_Document section_
━━━

Sunday, July 18, 2010

Sea Escape by Lynn Griffin — 304 pgs — Review and Giveaway

Book CoverLaura Martinez is struggling to manage her career and relationship with her family when her mother, Helen, suddenly becomes debilitated by a stroke. Mother and daughter have not had the most successful of relationships since, after the death of her father, Joseph, Laura's mother has become distant and cold. Now it's up to Laura to bridge the distance between the two and discover the secrets of her parents' strange marriage. Drawing on a series of old letters from her father to her mother, Laura begins to trace the delicate faults in her mother's heart and comes to understand that, now more than ever, their relationship needs to be mended. Reaching far into the past, a dual narrative emerges focusing not only on Laura and her mother's painful relationship, but also of the early days of Helen's relationship with Joseph. Theirs is relationship marked with tenderness and love, but also with painful separations and deception. As the novel winds forward, Laura struggles to close the distance between herself and her mother while also juggling the feelings of resentment towards her husband and her frustrations with her children. As it winds back, Helen draws on her ingenuity and creativity to craft beautiful designs in fabric to take her focus off of missing Joseph and having to raise her children virtually alone. Tender and stirring, Sea Escape becomes a novel that carefully crafts the fragile bond between mother and daughter and shares the way that the tragedies of our past can affect us even today.

Though I don't read much women's fiction, I did end up really enjoying this book. The two story lines blended together well and enhanced each other in a way that made the story very full bodied and well rounded. Sometimes when a book goes the dual narrative route, I find myself more interested in one section than the other, but surprisingly in this book that wasn't a problem. I found both stories to be entertaining, and because they dealt with such different issues, the scope of the novel was larger and more diffuse.

━━━

_Record excerpts_
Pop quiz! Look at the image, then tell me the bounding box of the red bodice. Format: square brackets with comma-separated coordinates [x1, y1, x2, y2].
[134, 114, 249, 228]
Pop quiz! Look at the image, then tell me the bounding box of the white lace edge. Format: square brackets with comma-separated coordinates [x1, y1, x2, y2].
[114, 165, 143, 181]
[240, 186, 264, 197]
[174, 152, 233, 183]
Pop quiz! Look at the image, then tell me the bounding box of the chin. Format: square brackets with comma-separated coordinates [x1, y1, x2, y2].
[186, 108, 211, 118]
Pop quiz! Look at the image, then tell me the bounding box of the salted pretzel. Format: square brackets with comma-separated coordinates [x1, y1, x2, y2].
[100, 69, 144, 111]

━━━

_Tasks to perform_
• 1. According to the Sea Escape review, what suddenly debilitates Laura's mother, Helen?
• 2. Reproduce verbatim the passage of the Sea Escape review starting with "Though I don't" and going on through "and more diffuse.".

_Task-by-task results_
• 1. A stroke.

• 2.
Though I don't read much women's fiction, I did end up really enjoying this book. The two story lines blended together well and enhanced each other in a way that made the story very full bodied and well rounded. Sometimes when a book goes the dual narrative route, I find myself more interested in one section than the other, but surprisingly in this book that wasn't a problem. I found both stories to be entertaining, and because they dealt with such different issues, the scope of the novel was larger and more diffuse.